ELENCO ATTIVITÀ =>
1. Riporta fedelmente dal testo fornito il passo che comincia con le parole contenenti "La nostra recensione" e si chiude con "Critici Cinematografici Italiani.".
2. Secondo il testo fornito, con quale designazione il Sindacato Nazionale Critici Cinematografici Italiani ha segnalato il film?

La nostra recensione di Sick of Myself, dark comedy che racconta la parabola discendente di una giovane donna alla ricerca ossessiva di attenzione sentimentale e mediatica, in concorso a Cannes in Un Certain Regard
Con Sick of Myself, sua seconda opera cinematografica, il regista norvegese Kristoffer Borgli racconta una storia contemporanea dai risvolti macabri, nella quale la protagonista, in preda a un assillante bisogno di sentirsi amata e apprezzata, finisce per sacrificare le relazioni umane e la propria salute in nome della fama e del riconoscimento mediatico. Il film è stato presentato in concorso al Festival di Cannes 2022 nella sezione Un Certain Regard, oltre a essere stato designato Film della Critica dal Sindacato Nazionale Critici Cinematografici Italiani.

DATI REGISTRATI =>
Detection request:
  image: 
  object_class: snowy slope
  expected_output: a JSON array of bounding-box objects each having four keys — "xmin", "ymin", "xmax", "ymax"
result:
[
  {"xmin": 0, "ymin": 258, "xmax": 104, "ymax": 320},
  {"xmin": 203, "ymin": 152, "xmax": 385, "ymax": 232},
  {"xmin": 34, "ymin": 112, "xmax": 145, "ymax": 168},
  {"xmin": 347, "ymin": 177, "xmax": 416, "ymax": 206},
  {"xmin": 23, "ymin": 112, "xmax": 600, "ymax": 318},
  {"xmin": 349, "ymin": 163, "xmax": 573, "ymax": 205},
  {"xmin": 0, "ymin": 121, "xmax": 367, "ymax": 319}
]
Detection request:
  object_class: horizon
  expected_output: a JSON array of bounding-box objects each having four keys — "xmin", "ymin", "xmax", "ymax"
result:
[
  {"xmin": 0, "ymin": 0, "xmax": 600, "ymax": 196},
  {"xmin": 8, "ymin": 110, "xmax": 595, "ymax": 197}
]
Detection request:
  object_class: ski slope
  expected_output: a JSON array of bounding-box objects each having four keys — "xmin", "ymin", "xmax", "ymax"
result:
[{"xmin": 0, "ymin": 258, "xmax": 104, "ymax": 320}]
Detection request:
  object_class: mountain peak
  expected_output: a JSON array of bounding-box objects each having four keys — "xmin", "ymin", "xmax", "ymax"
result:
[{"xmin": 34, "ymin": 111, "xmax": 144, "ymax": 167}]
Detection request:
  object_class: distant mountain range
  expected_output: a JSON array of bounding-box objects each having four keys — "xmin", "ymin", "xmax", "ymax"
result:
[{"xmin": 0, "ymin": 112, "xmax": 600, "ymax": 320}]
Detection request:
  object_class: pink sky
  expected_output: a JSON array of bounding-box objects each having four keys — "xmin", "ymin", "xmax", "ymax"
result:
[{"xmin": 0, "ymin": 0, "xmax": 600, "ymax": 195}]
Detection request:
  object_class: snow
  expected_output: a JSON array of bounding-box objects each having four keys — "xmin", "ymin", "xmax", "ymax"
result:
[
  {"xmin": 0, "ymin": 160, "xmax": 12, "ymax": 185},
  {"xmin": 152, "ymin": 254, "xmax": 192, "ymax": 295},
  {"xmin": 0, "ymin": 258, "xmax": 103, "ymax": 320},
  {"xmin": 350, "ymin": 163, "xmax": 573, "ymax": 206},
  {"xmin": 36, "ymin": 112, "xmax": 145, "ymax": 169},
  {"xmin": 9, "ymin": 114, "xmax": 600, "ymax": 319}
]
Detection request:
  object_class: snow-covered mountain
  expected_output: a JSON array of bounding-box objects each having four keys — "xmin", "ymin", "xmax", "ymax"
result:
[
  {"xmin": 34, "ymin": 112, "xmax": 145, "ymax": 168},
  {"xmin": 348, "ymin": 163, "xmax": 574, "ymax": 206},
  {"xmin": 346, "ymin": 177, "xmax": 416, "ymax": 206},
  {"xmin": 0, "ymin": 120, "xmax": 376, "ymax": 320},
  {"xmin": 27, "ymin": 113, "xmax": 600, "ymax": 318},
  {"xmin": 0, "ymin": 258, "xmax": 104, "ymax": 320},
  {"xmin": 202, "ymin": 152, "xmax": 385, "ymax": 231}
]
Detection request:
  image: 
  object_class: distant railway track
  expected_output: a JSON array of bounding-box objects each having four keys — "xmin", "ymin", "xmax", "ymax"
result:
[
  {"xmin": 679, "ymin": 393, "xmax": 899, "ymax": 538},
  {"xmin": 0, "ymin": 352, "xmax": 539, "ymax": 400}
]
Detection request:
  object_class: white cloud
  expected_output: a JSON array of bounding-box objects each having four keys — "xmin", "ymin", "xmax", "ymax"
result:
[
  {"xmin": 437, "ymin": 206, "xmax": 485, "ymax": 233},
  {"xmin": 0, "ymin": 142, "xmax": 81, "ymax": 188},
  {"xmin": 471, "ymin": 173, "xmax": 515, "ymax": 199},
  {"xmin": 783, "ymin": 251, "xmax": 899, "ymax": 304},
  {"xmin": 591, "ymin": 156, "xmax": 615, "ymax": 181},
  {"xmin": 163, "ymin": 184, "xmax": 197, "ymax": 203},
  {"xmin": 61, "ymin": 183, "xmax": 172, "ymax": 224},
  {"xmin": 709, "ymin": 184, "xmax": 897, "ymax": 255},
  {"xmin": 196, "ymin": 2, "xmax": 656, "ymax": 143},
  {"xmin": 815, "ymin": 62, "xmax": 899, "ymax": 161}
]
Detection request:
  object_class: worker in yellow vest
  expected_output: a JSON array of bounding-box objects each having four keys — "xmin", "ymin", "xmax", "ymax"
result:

ESITI DELLE ATTIVITÀ =>
1.
La nostra recensione di Sick of Myself, dark comedy che racconta la parabola discendente di una giovane donna alla ricerca ossessiva di attenzione sentimentale e mediatica, in concorso a Cannes in Un Certain Regard
Con Sick of Myself, sua seconda opera cinematografica, il regista norvegese Kristoffer Borgli racconta una storia contemporanea dai risvolti macabri, nella quale la protagonista, in preda a un assillante bisogno di sentirsi amata e apprezzata, finisce per sacrificare le relazioni umane e la propria salute in nome della fama e del riconoscimento mediatico. Il film è stato presentato in concorso al Festival di Cannes 2022 nella sezione Un Certain Regard, oltre a essere stato designato Film della Critica dal Sindacato Nazionale Critici Cinematografici Italiani.

2. Film della Critica.